**SELECTED EXCERPT:**
—————

Use different solutions next to MySQL. MySQL (and some other databases) aren't good for every type of data storage or retrieval. Someone mentioned NoSQL before. NoSQL solutions are quick, but still immature. They don't do as much as relational databases do. They use methods of delaying disk write (they keep cached copy of data they need to write in RAM) so that they can achieve fast insert rates. That's why it's not unusual to lose data when using NoSQL.
Topic about MySQL vs "insert database or whatever here" is broad, I don't want to go into that but remember - every single one of data stores out there saves data on the hard drive eventually. The difference (physical of course) is how they optimize their flushing to the disk itself.
I also didn't mention various reports you can run by gathering the data (how many men between 19 and 21 have clicked an advert X between 01:15 and 13:37 CET and such) which is what Facebook is actually gathering (scary stuff!).
Third up - the language gluing the data store (MySQL) and output (HTTP server). PHP.
As you can see, most of the work here is already done by Apache and MySQL. Optimization on PHP level is small, even facebook got small results (they claim 50%, but that's UP TO 50%). I tried HipHop extensively, it is not as fast as it claims to be. Naturally, Facebook guys mentioned that already, so it's no wonder. The advantage they get is because they replaced Apache with their own server built in into HipHop. Some people claim "language X is better than language Y" and they're right, but that's not always the case. Each language has its own advantages and disadvantages.
For example, PHP is widely-spread but it's slow for certain operations (implementing a Trie with over 1 billion entries for example). It's great for things like echo some HTML after parsing the output from the db. It's quick to insert and retrieve data from the database, and that's about 90% of the PHP usage - talk to the db, display the data, end.
Therefore, no matter what language you use (say we used C++ instead of PHP), your bottleneck will be the data storage / retrieval layer.
On the other hand, why is using C++ NOT handy? Because there are more people who know how to use PHP than ones who use C++. It's also MUCH slower to develop web apps in C++. Sure, they will execute faster, but who will notice the difference between 1 millisecond and 1 microsecond?
This post is more like an informative blog post, I know it's not filled with resources to back up my claims but anyone who did any work with larger data sets or websites will know that the P.I.T.A. is always the data storage component. Some things that I said probably won't fit with everyone, but in a NUTSHELL this is how you'd go about optimizing your site.
Unfortunately, your question doesn't have a simple answer. For the MySQL portion of it, you would need to investigate database scale-out. You can start looking at it here: http://www.mysql.com/why-mysql/scaleout/mixi.html. There are a number of different ways to set up Apache/PHP web sites across a server farm. One of them involves setting up round robin DNS. This is adding a DNS record with a number of different IP addresses. Your DNS then hands out a different IP address each time the record is requested so that the load is balanced across a number of servers. You can also set up clustering with MySQL, Apache and Heartbeat, but that is more of a high-availability solution than a scaling solution.

—————

**MATERIAL SUPPLIED:**
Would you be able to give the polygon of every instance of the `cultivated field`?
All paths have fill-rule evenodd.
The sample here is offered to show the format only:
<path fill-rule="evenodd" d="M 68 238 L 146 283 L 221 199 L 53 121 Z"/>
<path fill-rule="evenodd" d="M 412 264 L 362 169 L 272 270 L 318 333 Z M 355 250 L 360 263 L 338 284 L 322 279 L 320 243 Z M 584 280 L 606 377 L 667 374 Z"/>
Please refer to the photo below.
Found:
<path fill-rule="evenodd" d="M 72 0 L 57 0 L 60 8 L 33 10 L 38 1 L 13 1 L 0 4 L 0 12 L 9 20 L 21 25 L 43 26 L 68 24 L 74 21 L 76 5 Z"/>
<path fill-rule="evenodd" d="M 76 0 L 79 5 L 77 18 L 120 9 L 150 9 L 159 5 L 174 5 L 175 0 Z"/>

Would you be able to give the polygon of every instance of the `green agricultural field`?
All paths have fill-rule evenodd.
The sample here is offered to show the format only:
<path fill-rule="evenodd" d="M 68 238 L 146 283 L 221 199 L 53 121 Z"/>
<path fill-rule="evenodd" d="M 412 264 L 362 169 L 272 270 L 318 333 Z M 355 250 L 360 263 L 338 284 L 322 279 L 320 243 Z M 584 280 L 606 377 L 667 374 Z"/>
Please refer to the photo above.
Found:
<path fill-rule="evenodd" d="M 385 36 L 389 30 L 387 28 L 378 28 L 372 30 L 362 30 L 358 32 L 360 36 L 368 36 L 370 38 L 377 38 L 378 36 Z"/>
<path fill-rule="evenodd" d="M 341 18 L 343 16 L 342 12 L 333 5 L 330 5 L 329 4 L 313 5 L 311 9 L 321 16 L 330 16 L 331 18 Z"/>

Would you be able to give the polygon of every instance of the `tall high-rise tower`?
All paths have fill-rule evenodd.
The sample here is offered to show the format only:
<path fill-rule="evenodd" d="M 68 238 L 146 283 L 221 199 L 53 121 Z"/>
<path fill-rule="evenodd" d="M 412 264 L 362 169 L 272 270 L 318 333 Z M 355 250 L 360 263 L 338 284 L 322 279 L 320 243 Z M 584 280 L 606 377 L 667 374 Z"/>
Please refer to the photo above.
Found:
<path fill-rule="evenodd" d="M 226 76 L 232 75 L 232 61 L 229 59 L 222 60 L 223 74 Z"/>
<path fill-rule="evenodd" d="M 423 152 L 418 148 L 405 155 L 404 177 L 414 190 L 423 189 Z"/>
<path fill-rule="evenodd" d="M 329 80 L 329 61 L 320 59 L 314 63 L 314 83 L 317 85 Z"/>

—————

**EXERCISE GOAL:** In the text on scaling MySQL and PHP sites, how does round robin DNS spread the load across servers?

**TASK RESULT:** A DNS record holds several IP addresses, and a different one is handed out each time the record is requested.